→ Exercise goal
List every line of the listing that contains the word "drawer".

___

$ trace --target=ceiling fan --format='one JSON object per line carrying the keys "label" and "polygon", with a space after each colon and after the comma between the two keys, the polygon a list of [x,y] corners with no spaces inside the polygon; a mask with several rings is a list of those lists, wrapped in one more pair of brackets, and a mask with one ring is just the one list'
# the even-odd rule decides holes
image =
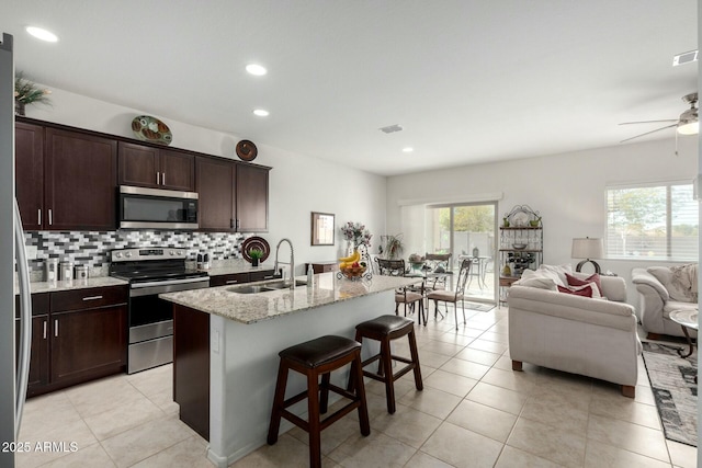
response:
{"label": "ceiling fan", "polygon": [[633,140],[645,135],[655,134],[656,132],[665,130],[666,128],[678,127],[676,132],[676,139],[678,134],[680,135],[697,135],[700,132],[700,121],[698,119],[698,93],[690,93],[682,96],[682,101],[690,104],[690,109],[680,114],[679,118],[669,118],[664,121],[641,121],[641,122],[623,122],[620,125],[633,125],[633,124],[655,124],[663,122],[672,122],[665,127],[656,128],[655,130],[646,132],[645,134],[636,135],[635,137],[626,138],[620,142]]}

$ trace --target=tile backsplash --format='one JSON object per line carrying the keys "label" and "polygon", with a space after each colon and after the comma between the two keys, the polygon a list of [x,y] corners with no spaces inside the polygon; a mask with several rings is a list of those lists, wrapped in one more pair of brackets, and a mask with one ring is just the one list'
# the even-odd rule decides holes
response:
{"label": "tile backsplash", "polygon": [[188,249],[188,260],[194,261],[197,253],[210,253],[213,261],[219,261],[240,259],[239,249],[247,237],[249,235],[193,231],[31,231],[24,232],[24,242],[37,250],[36,260],[29,261],[33,277],[43,274],[46,259],[87,265],[94,276],[106,275],[113,249],[172,247]]}

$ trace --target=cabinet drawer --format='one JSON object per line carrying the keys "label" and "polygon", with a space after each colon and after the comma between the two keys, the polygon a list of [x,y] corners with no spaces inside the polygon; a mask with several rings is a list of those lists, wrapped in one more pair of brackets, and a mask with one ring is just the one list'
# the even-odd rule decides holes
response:
{"label": "cabinet drawer", "polygon": [[[32,316],[44,316],[48,313],[48,293],[37,293],[32,295]],[[14,296],[14,317],[20,317],[20,295]]]}
{"label": "cabinet drawer", "polygon": [[251,272],[249,281],[264,281],[264,279],[273,279],[273,270],[263,270],[260,272]]}
{"label": "cabinet drawer", "polygon": [[92,309],[95,307],[126,304],[127,286],[95,287],[89,289],[52,293],[52,312]]}
{"label": "cabinet drawer", "polygon": [[230,275],[210,276],[210,287],[241,284],[248,283],[250,281],[251,279],[249,279],[248,273],[234,273]]}

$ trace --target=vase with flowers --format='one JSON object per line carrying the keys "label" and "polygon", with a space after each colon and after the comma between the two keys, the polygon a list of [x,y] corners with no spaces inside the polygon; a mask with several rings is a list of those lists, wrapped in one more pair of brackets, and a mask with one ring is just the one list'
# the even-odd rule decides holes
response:
{"label": "vase with flowers", "polygon": [[24,115],[26,104],[49,104],[48,95],[52,92],[37,87],[24,77],[24,72],[19,71],[14,77],[14,113]]}
{"label": "vase with flowers", "polygon": [[341,226],[341,233],[353,250],[349,256],[339,259],[340,274],[349,279],[359,279],[369,266],[365,255],[360,250],[367,252],[373,235],[365,228],[365,225],[352,221]]}
{"label": "vase with flowers", "polygon": [[261,258],[263,258],[263,251],[261,249],[249,250],[249,256],[251,258],[251,266],[258,266]]}
{"label": "vase with flowers", "polygon": [[353,250],[356,250],[361,246],[371,247],[371,238],[373,235],[365,228],[365,225],[361,222],[349,221],[341,226],[341,233],[343,238],[349,241]]}

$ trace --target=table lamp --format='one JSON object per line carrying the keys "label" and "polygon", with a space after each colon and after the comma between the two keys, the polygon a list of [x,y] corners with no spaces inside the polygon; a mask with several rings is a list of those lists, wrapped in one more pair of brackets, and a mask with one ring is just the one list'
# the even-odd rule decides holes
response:
{"label": "table lamp", "polygon": [[600,273],[600,265],[590,259],[601,259],[604,256],[604,244],[602,239],[599,238],[576,238],[573,239],[573,251],[570,256],[574,259],[585,259],[575,267],[576,272],[582,270],[582,265],[586,263],[592,263],[595,266],[595,273]]}

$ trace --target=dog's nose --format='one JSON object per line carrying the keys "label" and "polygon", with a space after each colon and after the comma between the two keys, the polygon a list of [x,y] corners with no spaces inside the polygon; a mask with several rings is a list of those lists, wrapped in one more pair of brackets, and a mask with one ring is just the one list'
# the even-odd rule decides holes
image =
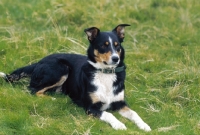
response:
{"label": "dog's nose", "polygon": [[119,57],[117,57],[117,56],[112,56],[112,61],[113,61],[113,62],[118,62],[118,60],[119,60]]}

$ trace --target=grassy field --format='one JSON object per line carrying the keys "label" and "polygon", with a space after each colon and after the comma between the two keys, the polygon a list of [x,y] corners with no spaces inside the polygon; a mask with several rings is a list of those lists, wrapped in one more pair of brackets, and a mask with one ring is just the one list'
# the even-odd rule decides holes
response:
{"label": "grassy field", "polygon": [[198,135],[200,133],[199,0],[1,0],[0,71],[56,53],[85,54],[83,30],[126,29],[126,100],[151,132],[115,131],[87,116],[64,95],[56,100],[28,91],[28,80],[0,78],[0,134]]}

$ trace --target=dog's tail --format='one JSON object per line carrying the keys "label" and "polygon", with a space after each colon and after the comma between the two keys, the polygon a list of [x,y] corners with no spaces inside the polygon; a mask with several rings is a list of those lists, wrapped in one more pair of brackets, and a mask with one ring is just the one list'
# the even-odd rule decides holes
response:
{"label": "dog's tail", "polygon": [[9,81],[9,82],[18,81],[21,78],[31,76],[36,65],[37,63],[29,65],[29,66],[21,67],[19,69],[14,70],[11,74],[0,72],[0,77],[4,78],[6,81]]}

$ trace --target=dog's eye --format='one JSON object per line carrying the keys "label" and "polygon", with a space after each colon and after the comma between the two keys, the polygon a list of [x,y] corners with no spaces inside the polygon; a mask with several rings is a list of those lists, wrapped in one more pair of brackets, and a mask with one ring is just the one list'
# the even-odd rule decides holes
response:
{"label": "dog's eye", "polygon": [[105,42],[105,44],[104,44],[104,45],[107,45],[107,46],[108,46],[108,45],[109,45],[109,42]]}
{"label": "dog's eye", "polygon": [[118,43],[117,43],[117,42],[114,42],[114,45],[115,45],[115,46],[118,46]]}

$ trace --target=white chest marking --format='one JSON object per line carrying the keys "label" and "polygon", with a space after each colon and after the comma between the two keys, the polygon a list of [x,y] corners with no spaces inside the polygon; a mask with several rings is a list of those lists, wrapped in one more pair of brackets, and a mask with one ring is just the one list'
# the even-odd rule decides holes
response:
{"label": "white chest marking", "polygon": [[116,88],[113,87],[113,83],[115,81],[115,74],[104,74],[101,72],[94,74],[94,80],[92,81],[92,84],[97,87],[97,91],[92,93],[92,97],[103,103],[103,106],[101,107],[102,111],[108,109],[112,102],[121,101],[124,99],[124,91],[114,95]]}

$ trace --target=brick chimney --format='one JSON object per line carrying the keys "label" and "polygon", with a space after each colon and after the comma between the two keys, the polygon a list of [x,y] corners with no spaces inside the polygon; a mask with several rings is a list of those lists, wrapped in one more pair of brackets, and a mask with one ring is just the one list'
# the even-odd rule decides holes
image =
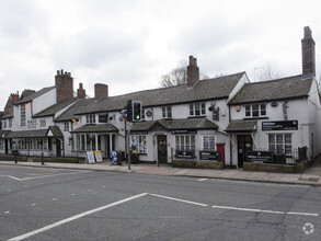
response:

___

→ Result
$ trace --target=cabinet drawer --format='one JSON object per line carrying the keys "label" and "polygon", with a space after each colon and after the comma between the two keys, the polygon a list of [x,y] corners with no spaces inside the polygon; a mask with several rings is a list of those lists, wrapped in one more pair of brackets, and a mask with one ring is just the one list'
{"label": "cabinet drawer", "polygon": [[[32,316],[44,316],[48,313],[48,293],[37,293],[32,295]],[[14,296],[14,317],[20,317],[20,295]]]}
{"label": "cabinet drawer", "polygon": [[251,272],[249,281],[264,281],[264,279],[273,279],[273,270],[263,270],[260,272]]}
{"label": "cabinet drawer", "polygon": [[92,309],[95,307],[126,304],[127,286],[95,287],[89,289],[52,293],[52,312]]}
{"label": "cabinet drawer", "polygon": [[230,275],[210,276],[210,287],[241,284],[248,283],[250,281],[251,279],[249,279],[248,273],[234,273]]}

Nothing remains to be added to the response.